During this period of Arsenal dominance, Spurs have been nothing more than an occasional 'cup team' with a smattering of truly quality players such as Klinsmann, Berbatov and Modric and it is a period that has seen them have their share of (brief) relegation scares.

The relative success of the last couple of seasons has been greeted with much glee at White Hart Lane yet the reality is they have only finished at best fourth and had (and have) no realistic chance of winning the league - and they still did not finish above Arsenal. The change in dynamic this season has come solely from Arsenal's fall from grace.

Having watched Arsenal against Liverpool, ManYoo and Spurs this season, the lack of quality in this current Arsenal team is incredible. Even in recent seasons in regular defeat against the likes of Chelsea, there was always ability throughout the team, it was just a question of character and balance.

Spurs yesterday fielded a team more akin to a side you would associate with Arsenal. Their midfield quartet of Bale, Modric, Parker and Van Der Vaart would compare with most in the world in terms of quality. With three very attack minded players however it also smacked of a midfield that Wenger would covet himself as it was so wholly unbalanced.

Had Spurs fielded that midfield and with two strikers as they did yesterday against Chelsea, City or ManYoo they would have been ripped apart. With Wenger's Arsenal there was always an assumption that they would have huge periods of possession, again that Spurs midfield would not be equipped to deal with that. It seems however that Redknapp looked at Arsenal's options yesterday and came to the basic conclusion that they could and would outplay Arsenal.

It would be folly to write Arsenal off completely but with the injury list that they have and with the brittleness of their defence, their ability to compete for fourth place this season must be hugely under question. Both Spurs and Liverpool will see this season as a golden opportunity to reclaim the hallowed ground that is Champions League participation.

Yesterday's match was significant, not because of the result but because of the manner of it. Spurs in the past have had to cope with the likes of Bergkamp, Henry, Vieira, Overmars et all. They had to field sides to frustrate, defend against and simply cope with the superior firepower of their neighbours. Yesterday they were able to name a side to simply outgun them and they achieved just that - No Nonsense.

Wednesday, September 28, 2011

Sir Alex Ferguson

Fergie has never been shy about having a dig at the assembled media and has bullied nearly all and sundry in his time as ManYoo manager. Most of it is with a purpose which is to further the cause of Manchester United and his players, some is for personal and family reasons and some is out of sheer bloody minded vindictiveness. This week's latest comments on the power of television was however born out of sheer hypocrisy.

Ferguson spoke of football having sold its' soul to the devil and of TV having too much power and yet whilst not directly responsible for Old Trafford policy, Ferguson works for one of the elite of the elite European clubs that has gained far more than most from the huge influx of television money.

During the 1980s, ManYoo operated on a similar budget to the other clubs in the league and suffered in comparison to the likes of Everton, Aston Villa and of course to their fierce rivals Liverpool. With the arrival of Sky Sports in the 90s ManYoo were the first to exploit the new global opportunities and this jump start that the club took propelled it to the forefront of the game.

Whilst it would be churlish to suggest that Ferguson has not been a huge factor in their fantastic recent history, he was the benefactor of an extraordinary crop of youngsters and from the beginning of the Premiership he has been the recipient of an annual transfer budget that was the envy of all until Abramovich came along.

***

Transcribe word for word the part of the football commentary that opens with "Yesterday's match was" and closes with "of sheer hypocrisy.". None of the data is required.

***

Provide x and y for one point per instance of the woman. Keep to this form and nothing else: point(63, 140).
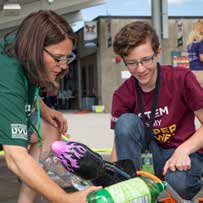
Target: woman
point(38, 56)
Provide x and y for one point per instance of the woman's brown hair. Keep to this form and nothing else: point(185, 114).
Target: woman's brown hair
point(38, 30)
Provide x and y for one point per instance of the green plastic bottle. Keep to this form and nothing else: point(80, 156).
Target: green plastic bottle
point(135, 190)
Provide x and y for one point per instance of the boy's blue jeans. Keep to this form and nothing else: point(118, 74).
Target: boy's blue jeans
point(130, 140)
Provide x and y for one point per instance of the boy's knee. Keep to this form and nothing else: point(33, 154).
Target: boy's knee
point(186, 186)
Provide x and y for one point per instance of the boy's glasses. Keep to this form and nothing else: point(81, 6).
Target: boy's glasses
point(147, 61)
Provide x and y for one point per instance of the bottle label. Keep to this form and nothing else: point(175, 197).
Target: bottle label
point(130, 191)
point(147, 163)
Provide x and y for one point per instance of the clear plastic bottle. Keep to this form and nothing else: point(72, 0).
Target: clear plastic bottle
point(135, 190)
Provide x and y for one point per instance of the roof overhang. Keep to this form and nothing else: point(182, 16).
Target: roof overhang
point(69, 8)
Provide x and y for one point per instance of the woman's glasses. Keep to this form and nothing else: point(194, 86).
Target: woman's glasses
point(62, 59)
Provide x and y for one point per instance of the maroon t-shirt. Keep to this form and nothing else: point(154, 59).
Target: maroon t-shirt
point(180, 95)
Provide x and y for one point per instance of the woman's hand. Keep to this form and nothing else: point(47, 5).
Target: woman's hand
point(81, 196)
point(179, 160)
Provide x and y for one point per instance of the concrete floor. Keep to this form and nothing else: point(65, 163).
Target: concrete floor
point(91, 129)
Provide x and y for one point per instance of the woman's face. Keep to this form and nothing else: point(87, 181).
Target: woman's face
point(56, 57)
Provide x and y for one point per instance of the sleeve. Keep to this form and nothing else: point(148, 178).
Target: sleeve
point(193, 93)
point(201, 47)
point(13, 123)
point(123, 102)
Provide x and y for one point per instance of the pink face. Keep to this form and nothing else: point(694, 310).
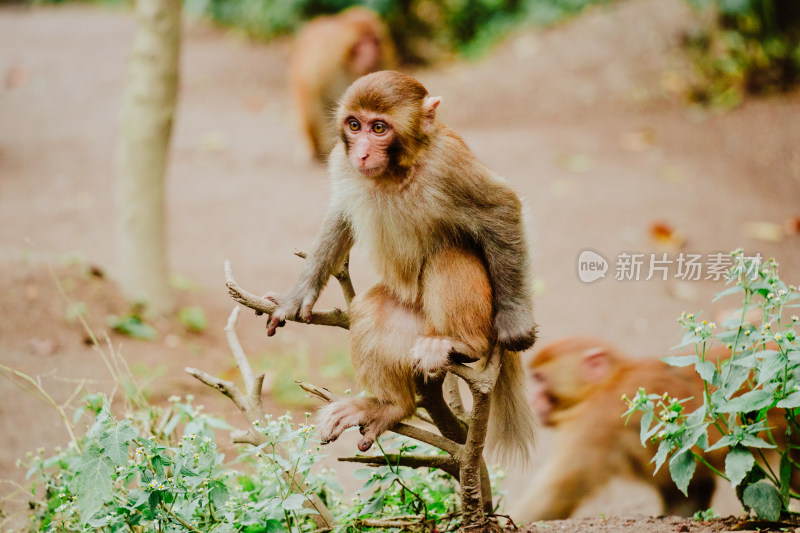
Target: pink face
point(369, 137)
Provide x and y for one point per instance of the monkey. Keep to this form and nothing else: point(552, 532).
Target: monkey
point(446, 235)
point(329, 54)
point(576, 386)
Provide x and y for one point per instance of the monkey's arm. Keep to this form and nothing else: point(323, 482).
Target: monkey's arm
point(502, 238)
point(330, 248)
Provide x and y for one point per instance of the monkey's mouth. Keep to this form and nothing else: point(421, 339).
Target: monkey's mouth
point(370, 171)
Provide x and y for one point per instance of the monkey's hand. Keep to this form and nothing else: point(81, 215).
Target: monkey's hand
point(516, 331)
point(433, 354)
point(296, 305)
point(371, 417)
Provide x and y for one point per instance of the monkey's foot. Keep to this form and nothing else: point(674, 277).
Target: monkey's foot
point(371, 417)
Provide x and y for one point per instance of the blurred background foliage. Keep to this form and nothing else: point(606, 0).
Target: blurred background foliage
point(744, 46)
point(424, 30)
point(738, 46)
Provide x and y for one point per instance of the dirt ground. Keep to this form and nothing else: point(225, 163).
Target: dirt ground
point(583, 120)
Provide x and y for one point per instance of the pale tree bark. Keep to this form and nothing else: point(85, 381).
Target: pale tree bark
point(147, 115)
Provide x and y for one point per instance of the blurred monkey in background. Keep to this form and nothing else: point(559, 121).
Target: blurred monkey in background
point(329, 54)
point(575, 387)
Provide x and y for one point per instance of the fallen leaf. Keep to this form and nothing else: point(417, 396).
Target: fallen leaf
point(638, 141)
point(43, 347)
point(791, 225)
point(664, 235)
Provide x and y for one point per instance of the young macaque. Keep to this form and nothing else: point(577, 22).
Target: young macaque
point(446, 236)
point(576, 385)
point(329, 54)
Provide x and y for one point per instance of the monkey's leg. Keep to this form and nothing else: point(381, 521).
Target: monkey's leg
point(457, 309)
point(382, 332)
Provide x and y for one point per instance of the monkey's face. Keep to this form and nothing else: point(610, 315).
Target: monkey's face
point(367, 138)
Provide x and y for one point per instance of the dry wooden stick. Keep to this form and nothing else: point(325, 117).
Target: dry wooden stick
point(442, 462)
point(413, 432)
point(342, 275)
point(331, 317)
point(251, 406)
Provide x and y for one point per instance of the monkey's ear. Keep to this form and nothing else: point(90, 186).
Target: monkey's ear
point(595, 364)
point(429, 106)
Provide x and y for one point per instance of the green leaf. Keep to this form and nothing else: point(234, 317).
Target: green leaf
point(218, 494)
point(116, 442)
point(294, 502)
point(247, 484)
point(193, 318)
point(785, 477)
point(681, 360)
point(764, 499)
point(363, 473)
point(738, 463)
point(274, 526)
point(92, 482)
point(661, 455)
point(681, 468)
point(706, 370)
point(790, 402)
point(374, 505)
point(752, 441)
point(736, 376)
point(647, 419)
point(749, 401)
point(133, 326)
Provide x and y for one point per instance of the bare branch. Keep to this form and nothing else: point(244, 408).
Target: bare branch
point(448, 464)
point(413, 432)
point(342, 276)
point(331, 317)
point(237, 350)
point(452, 395)
point(253, 410)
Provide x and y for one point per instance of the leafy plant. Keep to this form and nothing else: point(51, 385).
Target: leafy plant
point(139, 475)
point(193, 319)
point(132, 325)
point(742, 394)
point(161, 470)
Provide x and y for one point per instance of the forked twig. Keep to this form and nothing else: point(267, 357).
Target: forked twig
point(331, 317)
point(252, 409)
point(463, 440)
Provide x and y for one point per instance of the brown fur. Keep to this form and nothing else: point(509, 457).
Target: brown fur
point(325, 60)
point(577, 385)
point(445, 234)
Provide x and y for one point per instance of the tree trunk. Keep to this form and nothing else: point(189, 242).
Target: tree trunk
point(147, 114)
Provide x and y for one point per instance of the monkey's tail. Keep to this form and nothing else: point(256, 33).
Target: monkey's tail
point(511, 424)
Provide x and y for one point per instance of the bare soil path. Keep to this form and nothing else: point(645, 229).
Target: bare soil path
point(582, 119)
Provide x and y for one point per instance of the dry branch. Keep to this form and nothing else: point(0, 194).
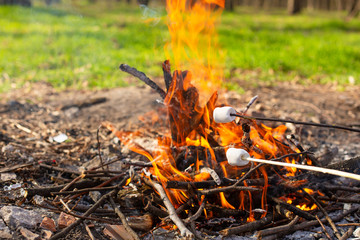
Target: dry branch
point(248, 227)
point(123, 219)
point(172, 212)
point(143, 77)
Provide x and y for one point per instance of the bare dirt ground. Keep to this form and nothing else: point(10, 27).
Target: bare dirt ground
point(31, 117)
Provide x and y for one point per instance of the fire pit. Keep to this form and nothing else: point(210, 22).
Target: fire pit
point(202, 177)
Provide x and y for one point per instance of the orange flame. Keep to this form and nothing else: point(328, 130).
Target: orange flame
point(193, 40)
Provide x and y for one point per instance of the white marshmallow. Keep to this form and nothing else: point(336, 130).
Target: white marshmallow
point(222, 114)
point(237, 157)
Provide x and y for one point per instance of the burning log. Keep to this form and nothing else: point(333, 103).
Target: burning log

***

SOLUTION TO THIS PROBLEM:
Yesterday's match was significant, not because of the result but because of the manner of it. Spurs in the past have had to cope with the likes of Bergkamp, Henry, Vieira, Overmars et all. They had to field sides to frustrate, defend against and simply cope with the superior firepower of their neighbours. Yesterday they were able to name a side to simply outgun them and they achieved just that - No Nonsense.

Wednesday, September 28, 2011

Sir Alex Ferguson

Fergie has never been shy about having a dig at the assembled media and has bullied nearly all and sundry in his time as ManYoo manager. Most of it is with a purpose which is to further the cause of Manchester United and his players, some is for personal and family reasons and some is out of sheer bloody minded vindictiveness. This week's latest comments on the power of television was however born out of sheer hypocrisy.